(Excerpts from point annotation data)
------------------------

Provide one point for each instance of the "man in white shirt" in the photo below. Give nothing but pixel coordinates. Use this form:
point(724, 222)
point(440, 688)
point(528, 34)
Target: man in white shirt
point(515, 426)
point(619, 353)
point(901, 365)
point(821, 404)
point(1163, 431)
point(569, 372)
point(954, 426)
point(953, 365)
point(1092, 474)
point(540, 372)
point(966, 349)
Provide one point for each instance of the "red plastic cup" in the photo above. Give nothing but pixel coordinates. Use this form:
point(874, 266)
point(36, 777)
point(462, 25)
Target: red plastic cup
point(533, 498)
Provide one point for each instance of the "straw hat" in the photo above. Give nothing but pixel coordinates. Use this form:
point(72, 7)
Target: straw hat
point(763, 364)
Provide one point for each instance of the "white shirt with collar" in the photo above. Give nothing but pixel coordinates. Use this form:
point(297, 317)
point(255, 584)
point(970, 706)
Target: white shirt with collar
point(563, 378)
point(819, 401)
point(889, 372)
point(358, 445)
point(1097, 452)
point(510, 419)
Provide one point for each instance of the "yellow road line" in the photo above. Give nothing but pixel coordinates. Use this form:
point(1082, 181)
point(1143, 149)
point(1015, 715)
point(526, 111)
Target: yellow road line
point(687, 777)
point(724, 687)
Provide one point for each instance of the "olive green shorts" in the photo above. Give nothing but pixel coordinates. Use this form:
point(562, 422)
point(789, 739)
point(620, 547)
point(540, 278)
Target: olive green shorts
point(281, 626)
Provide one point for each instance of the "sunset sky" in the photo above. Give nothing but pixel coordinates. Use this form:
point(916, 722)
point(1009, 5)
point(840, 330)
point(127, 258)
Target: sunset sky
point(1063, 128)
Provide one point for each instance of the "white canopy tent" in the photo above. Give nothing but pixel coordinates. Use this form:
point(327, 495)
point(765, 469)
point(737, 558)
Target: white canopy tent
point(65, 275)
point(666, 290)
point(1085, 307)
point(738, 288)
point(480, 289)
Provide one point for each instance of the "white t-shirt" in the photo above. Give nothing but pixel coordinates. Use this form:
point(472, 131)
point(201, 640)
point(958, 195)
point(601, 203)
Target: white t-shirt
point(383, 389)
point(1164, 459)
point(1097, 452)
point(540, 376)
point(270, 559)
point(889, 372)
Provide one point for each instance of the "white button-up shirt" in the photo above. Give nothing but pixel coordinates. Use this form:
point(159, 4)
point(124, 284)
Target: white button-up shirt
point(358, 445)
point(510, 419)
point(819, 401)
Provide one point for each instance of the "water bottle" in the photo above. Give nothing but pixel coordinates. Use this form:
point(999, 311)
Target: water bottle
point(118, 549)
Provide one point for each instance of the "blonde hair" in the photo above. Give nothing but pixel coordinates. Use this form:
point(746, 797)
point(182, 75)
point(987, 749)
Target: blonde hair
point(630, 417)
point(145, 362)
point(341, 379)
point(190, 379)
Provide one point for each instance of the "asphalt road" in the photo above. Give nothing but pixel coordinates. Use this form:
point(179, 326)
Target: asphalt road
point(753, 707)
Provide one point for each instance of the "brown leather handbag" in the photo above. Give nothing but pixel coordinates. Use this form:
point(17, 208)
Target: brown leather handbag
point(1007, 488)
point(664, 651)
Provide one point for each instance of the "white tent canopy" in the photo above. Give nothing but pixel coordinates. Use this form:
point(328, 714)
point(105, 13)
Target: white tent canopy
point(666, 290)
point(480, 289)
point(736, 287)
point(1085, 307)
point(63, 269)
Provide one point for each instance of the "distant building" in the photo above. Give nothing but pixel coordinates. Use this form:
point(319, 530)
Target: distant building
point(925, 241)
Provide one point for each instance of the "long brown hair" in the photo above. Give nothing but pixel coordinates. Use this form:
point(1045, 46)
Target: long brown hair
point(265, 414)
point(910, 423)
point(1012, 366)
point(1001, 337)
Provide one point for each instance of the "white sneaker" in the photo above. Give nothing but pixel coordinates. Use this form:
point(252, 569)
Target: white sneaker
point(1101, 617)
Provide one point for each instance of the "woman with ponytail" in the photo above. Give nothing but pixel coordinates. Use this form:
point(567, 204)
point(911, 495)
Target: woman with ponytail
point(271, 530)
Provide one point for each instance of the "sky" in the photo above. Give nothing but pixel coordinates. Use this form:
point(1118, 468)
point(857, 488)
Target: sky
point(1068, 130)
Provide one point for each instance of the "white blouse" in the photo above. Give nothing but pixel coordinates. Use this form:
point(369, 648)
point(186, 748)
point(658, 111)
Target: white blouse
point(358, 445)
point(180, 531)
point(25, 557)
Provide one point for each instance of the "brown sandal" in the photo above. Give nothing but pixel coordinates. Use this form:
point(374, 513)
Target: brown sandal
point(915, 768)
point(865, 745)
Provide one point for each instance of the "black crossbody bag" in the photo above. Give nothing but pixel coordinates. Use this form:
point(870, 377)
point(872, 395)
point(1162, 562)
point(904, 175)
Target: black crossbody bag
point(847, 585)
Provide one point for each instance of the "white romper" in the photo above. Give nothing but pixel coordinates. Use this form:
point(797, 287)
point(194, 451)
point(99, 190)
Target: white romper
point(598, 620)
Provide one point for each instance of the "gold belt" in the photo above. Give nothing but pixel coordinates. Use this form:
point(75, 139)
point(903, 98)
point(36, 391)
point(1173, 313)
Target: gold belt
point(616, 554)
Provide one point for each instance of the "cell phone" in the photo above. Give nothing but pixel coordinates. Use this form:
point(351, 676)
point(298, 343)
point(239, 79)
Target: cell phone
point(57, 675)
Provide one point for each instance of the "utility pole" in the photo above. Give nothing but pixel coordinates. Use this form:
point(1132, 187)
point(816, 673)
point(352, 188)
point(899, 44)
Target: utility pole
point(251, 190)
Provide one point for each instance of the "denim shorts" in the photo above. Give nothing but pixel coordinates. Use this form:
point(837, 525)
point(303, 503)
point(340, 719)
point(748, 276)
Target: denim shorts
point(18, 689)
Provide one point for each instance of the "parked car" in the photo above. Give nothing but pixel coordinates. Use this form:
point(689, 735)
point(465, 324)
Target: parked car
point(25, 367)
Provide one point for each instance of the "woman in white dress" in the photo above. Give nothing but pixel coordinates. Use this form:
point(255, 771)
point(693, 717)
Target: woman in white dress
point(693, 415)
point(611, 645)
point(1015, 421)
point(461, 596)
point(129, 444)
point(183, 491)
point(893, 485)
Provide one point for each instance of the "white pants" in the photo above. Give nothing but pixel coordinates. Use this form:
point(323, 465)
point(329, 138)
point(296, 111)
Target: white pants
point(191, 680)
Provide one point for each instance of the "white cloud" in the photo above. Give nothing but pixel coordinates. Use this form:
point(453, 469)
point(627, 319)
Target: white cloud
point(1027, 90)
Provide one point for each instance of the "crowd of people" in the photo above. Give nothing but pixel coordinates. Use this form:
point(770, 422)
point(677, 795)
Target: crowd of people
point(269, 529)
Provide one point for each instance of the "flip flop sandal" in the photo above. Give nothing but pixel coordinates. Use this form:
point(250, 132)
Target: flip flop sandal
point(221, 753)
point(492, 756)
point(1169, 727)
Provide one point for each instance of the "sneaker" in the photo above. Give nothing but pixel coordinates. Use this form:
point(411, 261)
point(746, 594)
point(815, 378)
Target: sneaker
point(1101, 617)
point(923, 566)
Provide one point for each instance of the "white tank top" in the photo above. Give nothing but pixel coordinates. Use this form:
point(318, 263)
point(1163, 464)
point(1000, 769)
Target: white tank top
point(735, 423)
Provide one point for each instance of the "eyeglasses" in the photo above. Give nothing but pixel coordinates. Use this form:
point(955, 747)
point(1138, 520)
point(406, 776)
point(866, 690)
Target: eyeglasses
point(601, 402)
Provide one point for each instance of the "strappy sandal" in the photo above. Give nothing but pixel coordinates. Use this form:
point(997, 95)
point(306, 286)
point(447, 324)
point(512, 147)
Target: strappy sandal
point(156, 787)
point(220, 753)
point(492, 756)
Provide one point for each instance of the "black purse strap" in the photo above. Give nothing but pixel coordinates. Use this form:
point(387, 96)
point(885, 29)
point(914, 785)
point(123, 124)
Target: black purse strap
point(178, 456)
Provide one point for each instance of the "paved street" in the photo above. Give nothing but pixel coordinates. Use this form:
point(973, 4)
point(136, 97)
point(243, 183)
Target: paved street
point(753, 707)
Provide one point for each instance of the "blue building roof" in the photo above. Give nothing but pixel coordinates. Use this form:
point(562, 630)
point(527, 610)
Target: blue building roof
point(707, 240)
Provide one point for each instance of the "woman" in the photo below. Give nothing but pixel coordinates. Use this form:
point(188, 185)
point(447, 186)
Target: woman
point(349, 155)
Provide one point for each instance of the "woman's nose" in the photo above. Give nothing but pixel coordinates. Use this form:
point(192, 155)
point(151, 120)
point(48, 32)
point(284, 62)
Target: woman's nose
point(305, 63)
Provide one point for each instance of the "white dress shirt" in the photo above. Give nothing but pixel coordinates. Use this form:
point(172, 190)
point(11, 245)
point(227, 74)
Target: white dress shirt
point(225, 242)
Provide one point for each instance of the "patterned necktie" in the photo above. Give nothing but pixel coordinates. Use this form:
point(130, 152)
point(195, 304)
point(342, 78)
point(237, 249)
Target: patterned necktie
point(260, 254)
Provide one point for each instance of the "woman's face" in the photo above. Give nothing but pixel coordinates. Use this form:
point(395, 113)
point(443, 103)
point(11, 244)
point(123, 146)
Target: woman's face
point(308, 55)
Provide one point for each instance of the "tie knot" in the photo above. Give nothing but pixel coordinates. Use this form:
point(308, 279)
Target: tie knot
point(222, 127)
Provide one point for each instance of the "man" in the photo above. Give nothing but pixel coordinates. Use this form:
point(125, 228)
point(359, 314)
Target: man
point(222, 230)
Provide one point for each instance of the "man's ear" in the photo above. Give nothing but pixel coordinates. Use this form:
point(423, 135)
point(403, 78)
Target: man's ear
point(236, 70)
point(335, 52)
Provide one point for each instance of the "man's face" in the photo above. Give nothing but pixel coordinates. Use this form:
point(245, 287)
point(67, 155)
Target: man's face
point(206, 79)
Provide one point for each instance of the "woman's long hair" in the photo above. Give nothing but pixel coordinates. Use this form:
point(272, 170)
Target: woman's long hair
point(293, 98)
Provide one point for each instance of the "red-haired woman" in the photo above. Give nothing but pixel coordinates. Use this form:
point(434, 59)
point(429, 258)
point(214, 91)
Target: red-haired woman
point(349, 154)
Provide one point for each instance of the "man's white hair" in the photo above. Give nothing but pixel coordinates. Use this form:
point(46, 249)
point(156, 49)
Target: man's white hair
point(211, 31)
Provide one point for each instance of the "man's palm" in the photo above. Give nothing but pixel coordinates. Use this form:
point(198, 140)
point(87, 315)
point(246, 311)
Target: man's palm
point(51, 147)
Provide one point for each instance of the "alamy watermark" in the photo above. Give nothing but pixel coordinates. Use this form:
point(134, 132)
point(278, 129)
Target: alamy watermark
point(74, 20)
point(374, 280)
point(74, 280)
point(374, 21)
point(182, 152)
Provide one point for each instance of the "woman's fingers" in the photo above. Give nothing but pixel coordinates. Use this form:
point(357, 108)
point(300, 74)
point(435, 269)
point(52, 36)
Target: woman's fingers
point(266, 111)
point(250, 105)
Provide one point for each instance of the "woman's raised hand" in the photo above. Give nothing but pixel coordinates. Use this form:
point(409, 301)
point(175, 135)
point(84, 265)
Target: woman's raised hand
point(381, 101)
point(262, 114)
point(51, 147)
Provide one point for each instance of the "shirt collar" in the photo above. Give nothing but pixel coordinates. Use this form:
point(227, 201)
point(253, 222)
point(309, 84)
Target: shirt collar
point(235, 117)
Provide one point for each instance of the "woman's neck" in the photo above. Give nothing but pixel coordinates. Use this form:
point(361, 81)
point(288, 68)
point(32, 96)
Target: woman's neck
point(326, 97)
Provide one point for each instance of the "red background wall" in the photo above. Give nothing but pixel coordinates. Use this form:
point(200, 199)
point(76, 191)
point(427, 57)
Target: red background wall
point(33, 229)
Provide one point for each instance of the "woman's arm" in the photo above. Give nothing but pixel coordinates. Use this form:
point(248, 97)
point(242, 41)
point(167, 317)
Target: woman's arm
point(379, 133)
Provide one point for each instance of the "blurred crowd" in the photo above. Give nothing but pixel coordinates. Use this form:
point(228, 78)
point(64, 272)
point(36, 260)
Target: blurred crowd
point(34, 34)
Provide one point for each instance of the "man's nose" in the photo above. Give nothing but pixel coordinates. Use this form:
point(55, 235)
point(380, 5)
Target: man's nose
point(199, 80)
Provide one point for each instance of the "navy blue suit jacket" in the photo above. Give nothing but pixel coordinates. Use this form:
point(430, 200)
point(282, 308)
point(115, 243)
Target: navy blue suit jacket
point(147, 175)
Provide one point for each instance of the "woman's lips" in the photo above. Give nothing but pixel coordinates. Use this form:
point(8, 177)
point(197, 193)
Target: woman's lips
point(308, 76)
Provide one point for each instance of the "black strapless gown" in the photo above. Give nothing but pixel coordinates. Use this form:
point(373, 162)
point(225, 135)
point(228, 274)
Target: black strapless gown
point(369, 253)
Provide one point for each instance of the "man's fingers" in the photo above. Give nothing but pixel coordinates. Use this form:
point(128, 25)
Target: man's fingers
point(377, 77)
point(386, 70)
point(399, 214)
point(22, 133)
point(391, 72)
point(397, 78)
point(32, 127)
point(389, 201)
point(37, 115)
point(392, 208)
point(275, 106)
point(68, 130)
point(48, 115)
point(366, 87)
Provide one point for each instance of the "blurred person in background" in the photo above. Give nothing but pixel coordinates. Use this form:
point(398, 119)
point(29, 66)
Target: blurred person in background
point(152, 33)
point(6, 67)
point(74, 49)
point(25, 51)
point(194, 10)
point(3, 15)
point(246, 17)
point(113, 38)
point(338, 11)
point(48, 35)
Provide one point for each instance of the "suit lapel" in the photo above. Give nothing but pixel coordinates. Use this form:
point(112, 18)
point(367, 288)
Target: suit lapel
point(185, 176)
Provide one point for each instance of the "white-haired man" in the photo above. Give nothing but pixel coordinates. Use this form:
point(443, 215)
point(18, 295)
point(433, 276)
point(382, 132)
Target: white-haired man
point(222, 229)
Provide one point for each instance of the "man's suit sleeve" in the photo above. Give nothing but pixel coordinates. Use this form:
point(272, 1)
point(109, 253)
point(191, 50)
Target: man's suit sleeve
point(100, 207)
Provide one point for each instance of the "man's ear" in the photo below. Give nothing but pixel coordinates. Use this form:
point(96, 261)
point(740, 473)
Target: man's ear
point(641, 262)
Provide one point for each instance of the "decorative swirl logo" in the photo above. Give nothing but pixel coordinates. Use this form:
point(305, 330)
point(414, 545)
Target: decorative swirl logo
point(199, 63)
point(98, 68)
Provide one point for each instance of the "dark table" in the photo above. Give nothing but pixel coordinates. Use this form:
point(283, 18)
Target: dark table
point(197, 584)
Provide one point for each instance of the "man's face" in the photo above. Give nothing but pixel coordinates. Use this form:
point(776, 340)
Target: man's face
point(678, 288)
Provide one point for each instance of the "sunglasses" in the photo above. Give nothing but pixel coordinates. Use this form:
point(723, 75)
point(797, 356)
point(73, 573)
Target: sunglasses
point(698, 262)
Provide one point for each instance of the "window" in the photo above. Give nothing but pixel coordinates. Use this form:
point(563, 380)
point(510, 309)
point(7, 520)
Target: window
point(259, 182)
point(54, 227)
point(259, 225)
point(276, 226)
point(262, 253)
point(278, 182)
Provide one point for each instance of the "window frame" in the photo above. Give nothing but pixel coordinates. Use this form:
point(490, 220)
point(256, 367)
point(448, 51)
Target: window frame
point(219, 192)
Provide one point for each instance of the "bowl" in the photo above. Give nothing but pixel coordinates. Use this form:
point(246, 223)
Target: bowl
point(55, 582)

------------------------

▶ _Task instructions_:
Rescale the items from the first line through the line containing "point(724, 687)", inclusive, by writing out every line again with the requests included. Multiply each coordinate in the answer points by 2.25 and round to whole numbers, halves up, while leaving the requests and their format samples unchanged.

▶ _Written answer_:
Provide one point for each instance of the "man in white shirt" in the photo below. Give nothing but pixel coordinates. Use this form:
point(724, 222)
point(440, 688)
point(528, 34)
Target: man in white shirt
point(1159, 959)
point(1393, 794)
point(2027, 821)
point(1847, 909)
point(2617, 970)
point(1280, 837)
point(2147, 959)
point(2144, 821)
point(2457, 1067)
point(1215, 837)
point(2174, 785)
Provide one point for each instance of the "red plastic cup" in the photo above. Give nothing but pixel coordinates. Use this form:
point(874, 266)
point(36, 777)
point(462, 25)
Target: red plastic cup
point(1199, 1121)
Provide one point for each instance of the "straw hat" in the photo above. Give nothing but pixel coordinates. Use this form:
point(72, 7)
Target: straw hat
point(1717, 819)
Provide one point for each instance of the "white shirt with collar" in the photo above. Give nothing but pixel coordinates. Use this form:
point(297, 317)
point(255, 584)
point(970, 706)
Target: white shirt with collar
point(1267, 851)
point(1843, 902)
point(2000, 837)
point(806, 1001)
point(2468, 1017)
point(1148, 943)
Provide one point for each instance of the "yellow road line" in the photo above. Give nothing but pixel coordinates. Use this form:
point(1082, 181)
point(1143, 149)
point(1015, 715)
point(526, 111)
Target: yellow road line
point(1546, 1748)
point(1629, 1546)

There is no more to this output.